SOURCE EXCERPT:

══════════════════════════════

In a sport with a long history of myths and legends, there may be no bigger point of contention than the notorious milk dud tips. And no, we aren’t talking about those delicious, chewy candies. So, what’s the deal with these tips? Do they work, or are they nonsense? That’s what we aim to find out! But before we even get to talking about milk dud pool cue tips, let’s talk about the two main types of tips – Solid leather and layered leather.


Milk Duds and Pool Cue Tips with Frank


Solid leather tips are the most traditional style of tip. Popular examples include Le ProElkMaster, and Triangle. Basically, they take a large piece of leather and punch a solid tip shaped cylinder out of it. Because they come from a real piece of leather, minor blemishes and defects in the leather itself can cause these tips to be a little inconsistent, and tiny gaps in the leather can cause issues like mushrooming, which can then lead to miscues. Regardless of that, these tips are incredibly popular, usually inexpensive, and they’re still preferred by a lot of old-school shooters to this day.

Because of the inconsistencies in solid leather tips, companies developed layered leather tips in the 1990s and tips from companies like Tiger, Kamui, and Moori have been popular ever since. Layered tips are made by stacking anywhere between six and ten thin sheets of leather on top of one another and then punching out 14mm cylindrical tips. This modern process has greatly increased the durability and consistency of tips, and layered leather tips are the most popular style today.

Now that we took care of that, let’s get to the question at hand!

What is a milk dud tip?
For those who don’t know, milk duds are soft solid leather tips, usually ElkMasters, that have been soaked in milk and then compressed to a certain thickness or hardness. The amount of soaking time varies, but it seems like most people do it for around 24 hours. The idea is that by soaking these tips in milk, the fats in the milk are absorbed evenly by the tip, bonding to the leather causing it to swell up. Once the tips have been thoroughly soaked, they are then compressed, often between two steel plates or in a vice-like cue tip press. The compression dries out the tips, makes them denser, and hopefully gives them a more uniform hardness and feel. In short, you take soft tips and make them harder with milk and compression.

══════════════════════════════

STORED RECORDS:
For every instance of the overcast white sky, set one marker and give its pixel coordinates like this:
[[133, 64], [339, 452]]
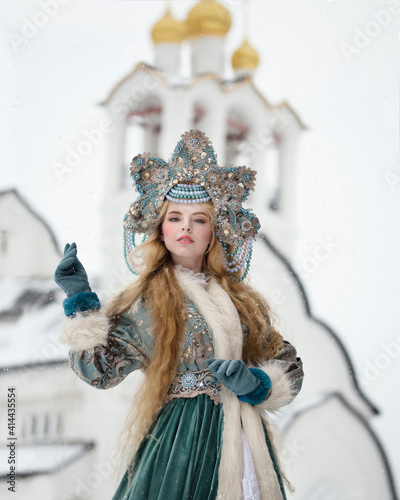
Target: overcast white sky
[[335, 62]]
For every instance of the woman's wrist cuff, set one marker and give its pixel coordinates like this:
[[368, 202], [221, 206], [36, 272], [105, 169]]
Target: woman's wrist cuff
[[261, 392], [81, 301]]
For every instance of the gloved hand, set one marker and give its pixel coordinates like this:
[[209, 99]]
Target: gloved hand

══════════════════════════════

SHORT EXERCISE 1: Scale the records by writing out all their lines again, requests included, with every pixel coordinate in the answers multiplied by 1.5 and rounded to a whole number, halves rounded up. Leave the coordinate format samples in the requests unchanged, and omit the pictures.
SHORT EXERCISE 2: Finish out the next part of the piece on milk dud pool cue tips, picking up after its final sentence.

TASK RESULT 1:
For every instance of the overcast white sky, set one marker and give its pixel coordinates like this:
[[133, 64], [339, 452]]
Target: overcast white sky
[[503, 93]]
For every instance of the woman's wrist cuff, set one marker and give its pixel coordinates like this:
[[368, 202], [221, 206], [36, 272], [105, 169]]
Target: woman's wrist cuff
[[392, 588], [122, 452]]
For every instance of the gloved hand, set one marker and give its pixel coordinates like this:
[[209, 99]]
Target: gloved hand

TASK RESULT 2:
Why use a milk dud tip?
So that’s how they’re made, but what makes them good? And how are milk duds vs. Kamui tips, or another layered tip like that? Well, the people who use milk duds absolutely love them. They say that this process gives you a tip that both sticks to the cue ball and keeps its shape. It gives you the spin of a soft tip, and durability of a hard tip. Pretty wild, right? People even break with them.

But, there’s no clear consensus on the best way to make them, and there are many different milk dud cue tip recipes. Some call for 2% milk, while other suggest buttermilk or half & half. Some folks think that they need to be soaked in warm or even hot milk, while others advocate drying them in an oven after pressing. Some people even mix tequila in with their milk, but that just seems like a waste of good alcohol to us!

We want to know what you think! Have you ever used these tips before? Did you make them yourself? What recipe did you use? Do you think milk dud tips are fact or fiction? Send us an email to or comment on our Facebook page. We’re going to keep researching these tips and we’ll let you know if we get any new information!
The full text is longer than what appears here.